— Provided material —
━━━━
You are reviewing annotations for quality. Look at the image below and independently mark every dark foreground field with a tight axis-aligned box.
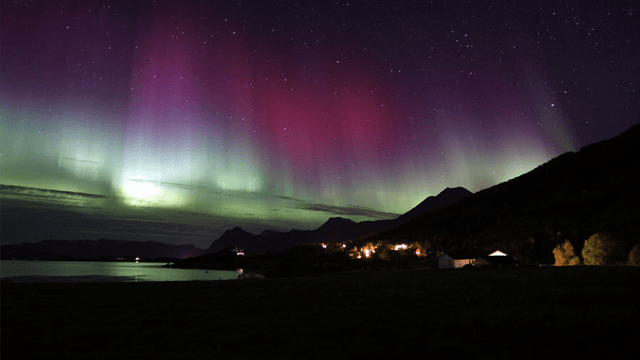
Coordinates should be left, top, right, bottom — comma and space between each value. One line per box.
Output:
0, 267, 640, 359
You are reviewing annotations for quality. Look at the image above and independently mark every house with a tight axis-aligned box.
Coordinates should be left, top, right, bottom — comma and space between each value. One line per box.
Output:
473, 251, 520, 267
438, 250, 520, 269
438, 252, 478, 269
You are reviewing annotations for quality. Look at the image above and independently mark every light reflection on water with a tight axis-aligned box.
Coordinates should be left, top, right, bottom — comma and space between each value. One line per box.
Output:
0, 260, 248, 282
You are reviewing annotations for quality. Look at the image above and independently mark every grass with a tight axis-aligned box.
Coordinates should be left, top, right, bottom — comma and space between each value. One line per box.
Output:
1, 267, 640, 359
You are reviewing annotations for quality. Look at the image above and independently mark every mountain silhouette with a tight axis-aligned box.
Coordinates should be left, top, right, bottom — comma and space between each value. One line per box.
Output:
━━━━
— Task brief —
Lay out every line of the data above as a JSON list of strings, one string per line, with blank lines omitted and the pictures left out.

— Exercise output —
[
  "You are reviewing annotations for quality. Look at the image below and independently mark every dark foreground field with a tight axis-aligned box.",
  "Coordinates should be left, top, right, bottom — comma and space between each value. One line per box.",
  "Output:",
  "0, 267, 640, 359",
  "You are reviewing annotations for quality. Look at the image above and independently mark every house with a tight axis-aligned box.",
  "Coordinates should be left, top, right, bottom — comma and space between each value. One line per box.",
  "Output:",
  "473, 251, 520, 267",
  "438, 250, 520, 269",
  "438, 252, 478, 269",
  "You are reviewing annotations for quality. Look at the image above and independently mark every light reflection on water with a tight axis-aligned box.",
  "Coordinates should be left, top, right, bottom — comma and space between each value. One line per box.",
  "Output:",
  "0, 260, 248, 282",
  "You are reviewing annotations for quality. Look at the image above and independently mark every grass with a tight axis-aligned box.",
  "Coordinates should be left, top, right, bottom — comma and space between each value. One line per box.",
  "Output:",
  "1, 267, 640, 359",
  "You are reviewing annotations for quality. Look at the image above and independently mark every mountain silhouette with a tight axis-aligned box.",
  "Coordinates should be left, top, right, bottom — comma and space between each value. One line per box.",
  "Output:"
]